■ **Activity list**
1 > Answer these questions from the blog post:
(a) What could never arrive if the past held an infinite number of moments?
(b) In the counting example, which number would never be reached?
(c) Does anything logically require the future to have an end?
2 > Reproduce word for word the part of the blog post that opens with "It is only impossible" and closes with "have a beginning.".

■ **Provided passage**

Wednesday, August 2, 2017

An Eternal Future

I have written multiple times about the finite nature of the past, but until now I had not explained the relationship of this truth to the possibility of an eternal future.  I will again summarize why an infinite past is impossible before focusing my attention on the future.

An infinite past means a past without a beginning.  I have proven this to be impossible in actuality several times before, but I will do so one more time.  If there were an infinite number of moments in the past, the present could never arrive.  If an infinite number of things have to occur before I can wake up tomorrow morning, I will never be able to wake up.  If I have to count down from an infinite series of numbers before reaching the number five, I will never actually get to that number.  It is inescapably impossible for there to be an infinite number of past events, moments in time, and cause and effect relationships.

It is only impossible for there to be an infinite number of moments in the past, not for there to be an infinite number of moments in the future.  As I said already, it is impossible for the present moment of time to be reached if the past contained an infinite number of moments of time, for there would always be an infinity of moments before this present moment and thus it could never occur, and anyone who denies that the present exists rejects a necessary truth that is self-evident and self-verifying and cannot be false.  But it remains entirely possible for there to be an infinite future.  Nothing logically necessitates that the future have an end in the way that the past must have a beginning.

■ **Material supplied**
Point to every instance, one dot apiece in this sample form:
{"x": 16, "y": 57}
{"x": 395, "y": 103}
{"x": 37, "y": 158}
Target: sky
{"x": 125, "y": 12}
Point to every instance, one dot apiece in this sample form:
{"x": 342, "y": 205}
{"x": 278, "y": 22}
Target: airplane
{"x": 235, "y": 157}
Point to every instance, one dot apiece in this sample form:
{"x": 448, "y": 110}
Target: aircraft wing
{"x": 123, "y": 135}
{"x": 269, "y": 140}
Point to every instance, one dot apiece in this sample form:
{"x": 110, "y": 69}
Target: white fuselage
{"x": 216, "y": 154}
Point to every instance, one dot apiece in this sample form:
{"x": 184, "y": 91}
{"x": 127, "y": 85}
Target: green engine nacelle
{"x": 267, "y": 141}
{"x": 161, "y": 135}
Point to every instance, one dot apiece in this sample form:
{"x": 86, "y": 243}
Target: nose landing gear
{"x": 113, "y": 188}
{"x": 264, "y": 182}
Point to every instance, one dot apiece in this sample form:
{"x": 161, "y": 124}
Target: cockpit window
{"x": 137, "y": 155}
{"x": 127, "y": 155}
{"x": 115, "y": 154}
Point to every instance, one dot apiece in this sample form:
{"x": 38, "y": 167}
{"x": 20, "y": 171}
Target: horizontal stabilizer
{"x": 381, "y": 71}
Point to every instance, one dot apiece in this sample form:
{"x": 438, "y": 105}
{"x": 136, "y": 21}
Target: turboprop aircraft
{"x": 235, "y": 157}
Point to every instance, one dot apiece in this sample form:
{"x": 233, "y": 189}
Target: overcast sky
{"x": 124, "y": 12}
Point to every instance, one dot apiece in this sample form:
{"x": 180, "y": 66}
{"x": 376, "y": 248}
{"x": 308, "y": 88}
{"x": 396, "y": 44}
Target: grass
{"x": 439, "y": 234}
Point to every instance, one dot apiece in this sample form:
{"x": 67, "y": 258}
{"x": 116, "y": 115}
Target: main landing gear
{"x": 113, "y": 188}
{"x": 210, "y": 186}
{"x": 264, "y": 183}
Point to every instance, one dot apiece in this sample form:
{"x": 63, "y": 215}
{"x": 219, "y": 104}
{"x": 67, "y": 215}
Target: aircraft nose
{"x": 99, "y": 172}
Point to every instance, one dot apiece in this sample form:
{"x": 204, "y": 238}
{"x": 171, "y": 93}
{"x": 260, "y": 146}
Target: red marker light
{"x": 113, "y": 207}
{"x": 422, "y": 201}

==

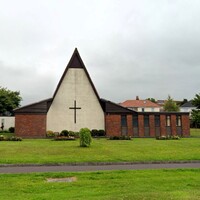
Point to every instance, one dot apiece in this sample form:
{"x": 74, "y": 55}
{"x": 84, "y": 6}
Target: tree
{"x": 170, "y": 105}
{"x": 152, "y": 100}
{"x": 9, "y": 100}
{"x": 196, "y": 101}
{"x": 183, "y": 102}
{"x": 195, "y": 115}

* * *

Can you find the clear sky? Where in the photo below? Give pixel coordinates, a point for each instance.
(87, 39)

■ **Solutions by task**
1 >
(a) The present could never arrive.
(b) The number five would never be reached.
(c) No, nothing logically requires the future to have an end in the way the past must have a beginning.

2 >
It is only impossible for there to be an infinite number of moments in the past, not for there to be an infinite number of moments in the future.  As I said already, it is impossible for the present moment of time to be reached if the past contained an infinite number of moments of time, for there would always be an infinity of moments before this present moment and thus it could never occur, and anyone who denies that the present exists rejects a necessary truth that is self-evident and self-verifying and cannot be false.  But it remains entirely possible for there to be an infinite future.  Nothing logically necessitates that the future have an end in the way that the past must have a beginning.